══ PAGINA ══
Cass. Sez. III n. 32953 del 8 settembre 2010 (Cc. 28 apr. 2010)
Pres. Lupo Est. Fiale Ric. PM in proc. Poeta
Urbanistica. Omissione ordine di demolizione delle opere abusive

In caso di condanna per reato urbanistico che ometta di ordinare la demolizione delle opere abusive, o dì condanna per reato paesaggistico che ometta di ordinare la rimessione in pristino dello stato dei luoghi, trattandosi di sanzioni amministrative accessorie a contenuto predeterminato: a) è possibile rimediare alla omissione attraverso la procedura di correzione dell’errore materiale ex art. 130 c.p.p.; b) competente al riguardo è il giudice che ha emesso la sentenza di condanna, nonché il giudice della impugnazione, quando questa non sia inammissibile, ma non il giudice della esecuzione, che non ha una competenza specifica in materia.

 

UDIENZA del 28.4.2010

SENTENZA N. 669

REG. GENERALE N.38092/09


REPUBBLICA ITALIANA
IN NOME DEL POPOLO ITALIANO


LA CORTE SUPREMA DI CASSAZIONE
Sez. III Penale


Composta dagli Ill.mi Sigg.ri Magistrati:


Dott. ERNESTO LUPO                                  - Presidente
ALFREDO MARIA LOMBARDI               - Consigliere

ALDO FIALE                                         - Rel, Consigliere
LUIGI MARINI                                        - Consigliere
GIULIO SARNO                                     - Consigliere


ha pronunciato la seguente


SENTENZA


- sul ricorso proposto da:
PMT PRESSO TRIBUNALE DI TERAMO nei confronti di:
1) POETA ITALO N. IL xx.ad.xxxx * C/
- avverso l'ordinanza n. 38/2009 TRIBUNALE di TERAMO, del 15/05/2009
- sentita la relazione fatta dal Consigliere Dott. ALDO FIALE; lette le conclusioni del PG il quale ha concluso chiedendo l'annullamento dell'ordinanza impugnata.


FATTO E DIRITTO


Il Tribunale monocratico di Teramo, con sentenza del 17.6.2008, pronunziata ex art. 444 c.p.p. e divenuta irrevocabile il 3.7.2008, applicava a Poeta Italo la pena (condizionalmente sospesa) di giorni 8 di arresto ed euro 24.000,00 di ammenda in ordine ai reati di cui agli artt.: 44, lett. c), D.P.R. n. 380/2001; 181 D.Lgs. n. 42/2004; 13 e 30 legge n. 394/1991; 734 cod. pen. (acc. in Crognaleto, il 14.7.2007), omettendo di disporre l'ordine di riduzione in pristino dello stato dei luoghi.
═══
__COMPITO ASSEGNATO 1__
Riproduca fedelmente, dalla pagina sulla sentenza di Cassazione, il brano che si apre con le parole contenenti "In caso di condanna" e si chiude con "specifica in materia.".
__COMPITO ASSEGNATO 2__
Per ciascuna delle seguenti affermazioni, indichi se concorda con la pagina sulla sentenza di Cassazione, rispondendo sì o no e citando le parole decisive: (a) il giudice dell'esecuzione è competente a correggere l'omissione; (b) la sentenza del Tribunale di Teramo è divenuta irrevocabile il 3.7.2008; (c) la relazione è stata svolta dal Consigliere Aldo Fiale.
__COMPITO ASSEGNATO 3__
Elenchi tutti i magistrati che, secondo la pagina sulla sentenza di Cassazione, compongono la Corte.
══ DATI ESTRATTI ══
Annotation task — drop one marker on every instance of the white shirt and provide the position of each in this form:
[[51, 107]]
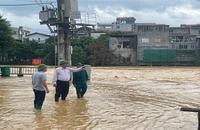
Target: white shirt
[[63, 74]]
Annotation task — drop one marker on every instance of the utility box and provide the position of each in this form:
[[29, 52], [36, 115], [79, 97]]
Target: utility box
[[70, 6], [48, 15]]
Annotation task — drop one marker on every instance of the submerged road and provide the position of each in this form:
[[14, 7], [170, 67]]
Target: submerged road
[[118, 98]]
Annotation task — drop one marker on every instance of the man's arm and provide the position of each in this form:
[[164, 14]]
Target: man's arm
[[45, 85]]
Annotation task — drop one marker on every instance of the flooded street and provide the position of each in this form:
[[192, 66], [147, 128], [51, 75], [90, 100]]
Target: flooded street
[[118, 98]]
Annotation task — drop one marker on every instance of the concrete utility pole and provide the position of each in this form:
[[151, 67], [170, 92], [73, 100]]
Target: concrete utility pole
[[64, 18], [64, 40]]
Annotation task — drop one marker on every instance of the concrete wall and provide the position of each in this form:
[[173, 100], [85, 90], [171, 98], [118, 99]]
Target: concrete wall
[[155, 37]]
═══
__RISULTATO DELL'ESERCIZIO 1__
In caso di condanna per reato urbanistico che ometta di ordinare la demolizione delle opere abusive, o dì condanna per reato paesaggistico che ometta di ordinare la rimessione in pristino dello stato dei luoghi, trattandosi di sanzioni amministrative accessorie a contenuto predeterminato: a) è possibile rimediare alla omissione attraverso la procedura di correzione dell’errore materiale ex art. 130 c.p.p.; b) competente al riguardo è il giudice che ha emesso la sentenza di condanna, nonché il giudice della impugnazione, quando questa non sia inammissibile, ma non il giudice della esecuzione, che non ha una competenza specifica in materia.

__RISULTATO DELL'ESERCIZIO 2__
(a) No: "ma non il giudice della esecuzione, che non ha una competenza specifica in materia".
(b) Sì: "divenuta irrevocabile il 3.7.2008".
(c) Sì: "sentita la relazione fatta dal Consigliere Dott. ALDO FIALE".

__RISULTATO DELL'ESERCIZIO 3__
ERNESTO LUPO
ALFREDO MARIA LOMBARDI
ALDO FIALE
LUIGI MARINI
GIULIO SARNO